## DIRECTIVES
- A) In the thread on polishing pendants, what does RAdams use to stick the pendants to the backer?
- B) Rewrite the stretch of the polishing pendants thread from "## rjwolfe3 (Sep" through "some more fun.", putting "paste wax" in place of "friction polish".

## PASSAGE GIVEN

# Polishing Pendants



## bitshird (Sep 2, 2009)

OK what are the majority of the pendant makers using as a finish, and how are you doing the backs, just rounding the edge and sweeping back in behind the edge a wee bit, Or are you aligning the pendant back up after flipping it over, This part still has be bumfuzzled and if you are how do you get the thing to stick after you've finished the front?? I'm wondering if these things are a great candidate for either dip or spray lacquer finish, but to me it looks like a bit of hand sanding has to be done.


----------



## hewunch (Sep 2, 2009)

Ken have you read my tutorial? I don't finish the fronts until last.


----------



## RAdams (Sep 2, 2009)

i also finish the back first. Most of the pendants i make are made out of PR, and i use double sided duck tape to stick them to the backer so they have no problem sticking even after finishing. 

turn, sand and finish the back.
flip it over
re-round, turn, sand, and finish the front.
remove and repeat as neccessary.

hope that helps.


----------



## bitshird (Sep 2, 2009)

hewunch said:


> Ken have you read my tutorial? I don't finish the fronts until last.


Hans, I probably glazed over it, is it in the Library?



RAdams said:


> i also finish the back first. Most of the pendants i make are made out of PR, and i use double sided duck tape to stick them to the backer so they have no problem sticking even after finishing.
> 
> turn, sand and finish the back.
> flip it over
> ...



OK do you put an contour on the back like a skew cut around the hole, or do you just finish the back then flip the disk and then drill it from the front?? also what do you finish it with?


----------



## rjwolfe3 (Sep 2, 2009)

Hans I just followed your tutorial to make my first pendant. Thanks so much. I can't afford the backer plate so your method works great. The only thing I did different was use a friction polish instead of CA. My wife wants me to make more for her, lol.

Edit: I also want to thank Mikemac for getting me off my butt and down into the shop again. I asked him off forum for some advice and he freely gave. Now I heading down there for some more fun.


----------



## hewunch (Sep 2, 2009)

Ken it is in the Library 2009.


----------



## bitshird (Sep 2, 2009)

Tyhanks Hans, I found it after I asked you, I figured their had to be an easier way to polish the little bugger54s, I've done a couple, but I haven't been able to get the quality of polish I would like, but that's been a problem on everything I've tried. some days you eat bear and some days the bear eats you


----------



## RAdams (Sep 3, 2009)

(Photo object pointing lines)
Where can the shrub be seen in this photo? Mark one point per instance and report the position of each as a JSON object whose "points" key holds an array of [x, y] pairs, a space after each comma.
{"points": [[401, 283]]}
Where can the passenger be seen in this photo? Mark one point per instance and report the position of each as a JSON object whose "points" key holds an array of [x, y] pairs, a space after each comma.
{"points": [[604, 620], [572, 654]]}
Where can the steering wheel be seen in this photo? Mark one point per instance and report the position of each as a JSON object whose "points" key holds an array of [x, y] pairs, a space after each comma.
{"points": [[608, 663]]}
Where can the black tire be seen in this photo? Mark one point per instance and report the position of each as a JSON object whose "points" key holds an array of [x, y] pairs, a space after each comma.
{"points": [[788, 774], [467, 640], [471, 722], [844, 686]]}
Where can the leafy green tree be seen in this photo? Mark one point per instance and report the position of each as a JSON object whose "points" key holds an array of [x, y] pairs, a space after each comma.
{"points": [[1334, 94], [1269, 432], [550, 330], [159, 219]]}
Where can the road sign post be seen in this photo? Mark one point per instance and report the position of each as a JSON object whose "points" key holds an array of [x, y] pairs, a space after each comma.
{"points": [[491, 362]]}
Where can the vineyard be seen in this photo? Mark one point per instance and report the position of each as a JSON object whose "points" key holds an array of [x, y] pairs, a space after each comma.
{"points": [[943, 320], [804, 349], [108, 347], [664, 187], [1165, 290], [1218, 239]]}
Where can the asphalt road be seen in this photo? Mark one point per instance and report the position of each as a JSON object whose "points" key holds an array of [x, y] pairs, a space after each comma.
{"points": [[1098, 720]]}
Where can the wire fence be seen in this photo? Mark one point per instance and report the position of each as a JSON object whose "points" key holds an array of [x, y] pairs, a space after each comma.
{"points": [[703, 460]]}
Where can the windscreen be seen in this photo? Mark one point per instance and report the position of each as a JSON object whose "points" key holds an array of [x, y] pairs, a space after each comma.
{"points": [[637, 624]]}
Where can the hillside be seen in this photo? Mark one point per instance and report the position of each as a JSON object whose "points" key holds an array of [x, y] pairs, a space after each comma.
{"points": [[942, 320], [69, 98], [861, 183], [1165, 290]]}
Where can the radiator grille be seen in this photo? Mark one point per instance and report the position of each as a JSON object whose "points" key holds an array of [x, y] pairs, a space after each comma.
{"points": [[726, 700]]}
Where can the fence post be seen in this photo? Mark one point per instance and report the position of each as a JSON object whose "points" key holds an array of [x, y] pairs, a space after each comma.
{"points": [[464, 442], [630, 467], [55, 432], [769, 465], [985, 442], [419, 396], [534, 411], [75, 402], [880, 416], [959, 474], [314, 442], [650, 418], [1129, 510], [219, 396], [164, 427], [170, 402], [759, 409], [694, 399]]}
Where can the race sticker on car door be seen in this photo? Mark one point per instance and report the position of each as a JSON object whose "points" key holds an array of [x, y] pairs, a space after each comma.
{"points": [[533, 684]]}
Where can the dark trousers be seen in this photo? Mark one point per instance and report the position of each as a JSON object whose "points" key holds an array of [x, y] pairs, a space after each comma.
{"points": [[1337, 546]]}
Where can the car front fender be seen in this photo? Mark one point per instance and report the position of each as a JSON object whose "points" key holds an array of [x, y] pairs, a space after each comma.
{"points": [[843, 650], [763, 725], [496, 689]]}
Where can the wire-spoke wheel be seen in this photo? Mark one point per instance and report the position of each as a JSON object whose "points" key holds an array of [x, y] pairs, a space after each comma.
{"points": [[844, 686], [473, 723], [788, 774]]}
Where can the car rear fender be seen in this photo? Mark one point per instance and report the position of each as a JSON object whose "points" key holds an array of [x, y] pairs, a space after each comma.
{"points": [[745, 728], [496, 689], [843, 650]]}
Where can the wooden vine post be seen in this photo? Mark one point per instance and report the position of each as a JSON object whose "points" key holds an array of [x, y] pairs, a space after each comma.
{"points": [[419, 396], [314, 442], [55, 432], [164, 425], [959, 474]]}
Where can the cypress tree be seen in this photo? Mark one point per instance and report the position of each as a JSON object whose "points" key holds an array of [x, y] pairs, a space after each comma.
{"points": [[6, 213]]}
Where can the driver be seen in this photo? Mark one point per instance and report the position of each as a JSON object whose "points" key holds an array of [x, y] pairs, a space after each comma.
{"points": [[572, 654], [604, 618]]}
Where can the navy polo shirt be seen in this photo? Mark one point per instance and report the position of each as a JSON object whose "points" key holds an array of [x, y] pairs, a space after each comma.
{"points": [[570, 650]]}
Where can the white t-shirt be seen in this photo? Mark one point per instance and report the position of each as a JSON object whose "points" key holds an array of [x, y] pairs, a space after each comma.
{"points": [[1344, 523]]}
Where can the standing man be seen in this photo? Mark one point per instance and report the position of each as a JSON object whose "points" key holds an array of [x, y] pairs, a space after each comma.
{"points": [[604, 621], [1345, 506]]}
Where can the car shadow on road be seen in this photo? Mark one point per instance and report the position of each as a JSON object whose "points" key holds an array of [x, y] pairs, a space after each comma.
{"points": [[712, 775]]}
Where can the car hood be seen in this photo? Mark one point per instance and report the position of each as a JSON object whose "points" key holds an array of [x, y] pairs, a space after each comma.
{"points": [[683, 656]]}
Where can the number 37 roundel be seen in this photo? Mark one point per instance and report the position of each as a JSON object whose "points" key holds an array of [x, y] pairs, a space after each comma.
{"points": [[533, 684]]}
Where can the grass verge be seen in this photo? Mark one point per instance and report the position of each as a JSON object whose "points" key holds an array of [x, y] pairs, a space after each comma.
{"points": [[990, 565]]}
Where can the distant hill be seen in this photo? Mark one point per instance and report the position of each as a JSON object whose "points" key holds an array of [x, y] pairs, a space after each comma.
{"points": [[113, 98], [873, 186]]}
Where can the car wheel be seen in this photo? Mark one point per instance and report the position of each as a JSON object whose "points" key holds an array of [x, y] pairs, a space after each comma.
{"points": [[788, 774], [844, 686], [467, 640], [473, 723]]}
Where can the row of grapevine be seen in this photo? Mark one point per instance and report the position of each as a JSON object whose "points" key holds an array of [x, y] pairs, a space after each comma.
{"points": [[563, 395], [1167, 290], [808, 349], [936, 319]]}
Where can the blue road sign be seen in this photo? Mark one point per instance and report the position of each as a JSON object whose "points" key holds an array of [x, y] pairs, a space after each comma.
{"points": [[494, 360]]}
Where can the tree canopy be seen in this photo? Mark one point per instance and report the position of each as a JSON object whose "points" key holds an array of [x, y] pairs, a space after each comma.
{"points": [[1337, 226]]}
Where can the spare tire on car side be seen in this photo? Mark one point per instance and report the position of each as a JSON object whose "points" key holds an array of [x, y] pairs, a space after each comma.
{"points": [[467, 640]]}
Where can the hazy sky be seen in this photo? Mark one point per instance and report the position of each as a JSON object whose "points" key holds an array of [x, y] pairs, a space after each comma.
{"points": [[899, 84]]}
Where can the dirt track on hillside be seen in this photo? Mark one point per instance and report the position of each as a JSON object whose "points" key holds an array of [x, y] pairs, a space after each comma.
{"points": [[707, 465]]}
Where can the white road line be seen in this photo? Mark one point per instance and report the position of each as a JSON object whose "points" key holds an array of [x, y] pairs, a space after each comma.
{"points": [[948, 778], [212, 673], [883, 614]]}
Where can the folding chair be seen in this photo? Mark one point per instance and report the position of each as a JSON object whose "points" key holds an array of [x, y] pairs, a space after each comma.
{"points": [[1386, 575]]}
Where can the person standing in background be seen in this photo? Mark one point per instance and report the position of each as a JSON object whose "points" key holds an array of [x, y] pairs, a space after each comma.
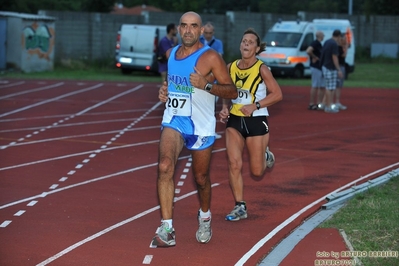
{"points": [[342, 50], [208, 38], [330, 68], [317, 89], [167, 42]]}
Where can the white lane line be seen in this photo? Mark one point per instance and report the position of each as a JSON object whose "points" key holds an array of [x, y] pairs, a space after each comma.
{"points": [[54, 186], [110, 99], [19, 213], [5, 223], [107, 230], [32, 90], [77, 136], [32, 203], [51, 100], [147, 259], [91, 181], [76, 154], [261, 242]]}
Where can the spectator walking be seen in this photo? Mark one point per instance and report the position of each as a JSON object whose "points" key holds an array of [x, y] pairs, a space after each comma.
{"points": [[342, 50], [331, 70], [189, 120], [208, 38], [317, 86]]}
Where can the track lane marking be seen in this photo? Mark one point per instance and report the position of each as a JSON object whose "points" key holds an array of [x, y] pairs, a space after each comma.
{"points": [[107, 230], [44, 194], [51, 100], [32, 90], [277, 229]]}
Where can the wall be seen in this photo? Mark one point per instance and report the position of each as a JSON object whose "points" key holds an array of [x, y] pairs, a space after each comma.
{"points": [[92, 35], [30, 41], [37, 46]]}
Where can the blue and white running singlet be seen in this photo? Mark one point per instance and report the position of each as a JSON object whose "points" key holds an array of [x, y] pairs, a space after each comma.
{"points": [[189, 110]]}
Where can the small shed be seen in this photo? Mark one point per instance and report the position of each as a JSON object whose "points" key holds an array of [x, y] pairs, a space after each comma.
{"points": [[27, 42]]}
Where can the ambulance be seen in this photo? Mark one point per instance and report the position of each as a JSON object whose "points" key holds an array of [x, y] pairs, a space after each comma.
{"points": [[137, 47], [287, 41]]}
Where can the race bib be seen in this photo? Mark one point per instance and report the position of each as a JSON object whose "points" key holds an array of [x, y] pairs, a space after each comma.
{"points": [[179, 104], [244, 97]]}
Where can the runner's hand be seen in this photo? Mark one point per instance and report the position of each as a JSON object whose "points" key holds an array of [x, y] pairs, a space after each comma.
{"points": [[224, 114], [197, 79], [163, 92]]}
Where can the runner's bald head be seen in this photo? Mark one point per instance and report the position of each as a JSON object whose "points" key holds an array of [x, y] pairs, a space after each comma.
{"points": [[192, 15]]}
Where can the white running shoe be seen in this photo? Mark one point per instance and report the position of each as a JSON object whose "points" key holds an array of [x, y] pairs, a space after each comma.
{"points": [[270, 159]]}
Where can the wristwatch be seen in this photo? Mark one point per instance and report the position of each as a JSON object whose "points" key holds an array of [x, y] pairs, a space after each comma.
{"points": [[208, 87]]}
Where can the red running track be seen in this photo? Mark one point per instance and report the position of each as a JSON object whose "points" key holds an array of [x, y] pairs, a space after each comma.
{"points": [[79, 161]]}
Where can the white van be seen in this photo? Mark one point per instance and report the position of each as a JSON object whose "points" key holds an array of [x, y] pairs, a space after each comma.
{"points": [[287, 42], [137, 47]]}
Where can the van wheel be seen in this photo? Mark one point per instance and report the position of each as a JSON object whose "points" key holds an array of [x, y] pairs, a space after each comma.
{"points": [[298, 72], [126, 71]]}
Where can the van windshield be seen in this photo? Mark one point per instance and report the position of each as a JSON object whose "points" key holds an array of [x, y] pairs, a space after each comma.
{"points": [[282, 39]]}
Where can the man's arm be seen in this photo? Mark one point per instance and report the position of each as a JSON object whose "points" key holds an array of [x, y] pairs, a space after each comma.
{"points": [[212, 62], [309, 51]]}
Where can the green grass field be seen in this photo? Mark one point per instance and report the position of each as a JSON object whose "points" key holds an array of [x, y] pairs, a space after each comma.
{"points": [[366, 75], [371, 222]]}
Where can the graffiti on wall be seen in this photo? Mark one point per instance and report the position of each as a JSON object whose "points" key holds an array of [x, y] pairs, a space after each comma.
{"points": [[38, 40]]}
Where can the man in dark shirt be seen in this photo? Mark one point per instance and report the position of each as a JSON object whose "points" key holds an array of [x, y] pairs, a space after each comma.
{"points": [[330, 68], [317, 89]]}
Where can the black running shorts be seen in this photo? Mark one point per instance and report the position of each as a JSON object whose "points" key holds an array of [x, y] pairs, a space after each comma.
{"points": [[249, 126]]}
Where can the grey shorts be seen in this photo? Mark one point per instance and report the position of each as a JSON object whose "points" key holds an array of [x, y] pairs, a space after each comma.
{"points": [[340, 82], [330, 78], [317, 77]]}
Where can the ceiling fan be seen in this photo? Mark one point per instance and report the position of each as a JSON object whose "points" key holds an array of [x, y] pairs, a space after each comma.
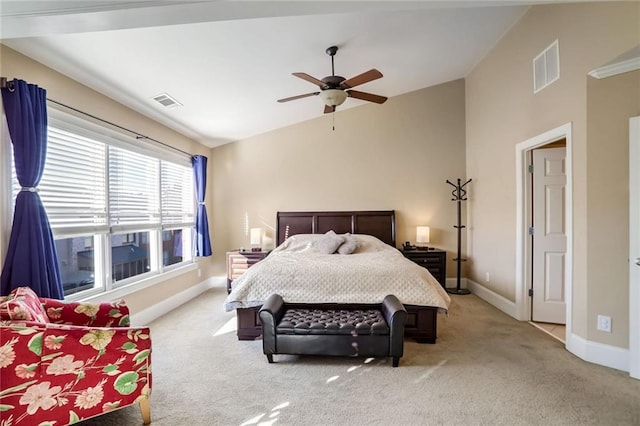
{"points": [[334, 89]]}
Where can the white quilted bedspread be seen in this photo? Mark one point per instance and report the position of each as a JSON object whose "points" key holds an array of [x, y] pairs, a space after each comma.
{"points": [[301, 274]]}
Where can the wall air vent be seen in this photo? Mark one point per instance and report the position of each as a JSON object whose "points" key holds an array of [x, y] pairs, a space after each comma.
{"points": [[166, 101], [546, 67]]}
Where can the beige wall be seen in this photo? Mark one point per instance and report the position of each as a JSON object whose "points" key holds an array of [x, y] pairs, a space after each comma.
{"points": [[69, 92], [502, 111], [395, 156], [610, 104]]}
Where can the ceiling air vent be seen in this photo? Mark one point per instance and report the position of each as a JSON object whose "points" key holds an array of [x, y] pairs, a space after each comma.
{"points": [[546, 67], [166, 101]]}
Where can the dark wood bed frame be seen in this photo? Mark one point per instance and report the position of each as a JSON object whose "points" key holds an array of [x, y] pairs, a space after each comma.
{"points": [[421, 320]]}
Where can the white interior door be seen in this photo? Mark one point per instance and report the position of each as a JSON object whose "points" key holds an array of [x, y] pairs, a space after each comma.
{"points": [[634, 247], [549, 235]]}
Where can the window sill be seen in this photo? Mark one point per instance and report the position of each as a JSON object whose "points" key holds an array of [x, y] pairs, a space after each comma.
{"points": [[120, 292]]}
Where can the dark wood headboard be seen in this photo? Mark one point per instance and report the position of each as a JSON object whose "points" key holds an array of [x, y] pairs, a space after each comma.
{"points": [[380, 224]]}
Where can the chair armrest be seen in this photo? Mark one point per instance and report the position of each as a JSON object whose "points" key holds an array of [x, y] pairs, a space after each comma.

## RESULTS OF THE EXERCISE
- A) Double-sided duck tape.

- B)
## rjwolfe3 (Sep 2, 2009)

Hans I just followed your tutorial to make my first pendant. Thanks so much. I can't afford the backer plate so your method works great. The only thing I did different was use a paste wax instead of CA. My wife wants me to make more for her, lol.

Edit: I also want to thank Mikemac for getting me off my butt and down into the shop again. I asked him off forum for some advice and he freely gave. Now I heading down there for some more fun.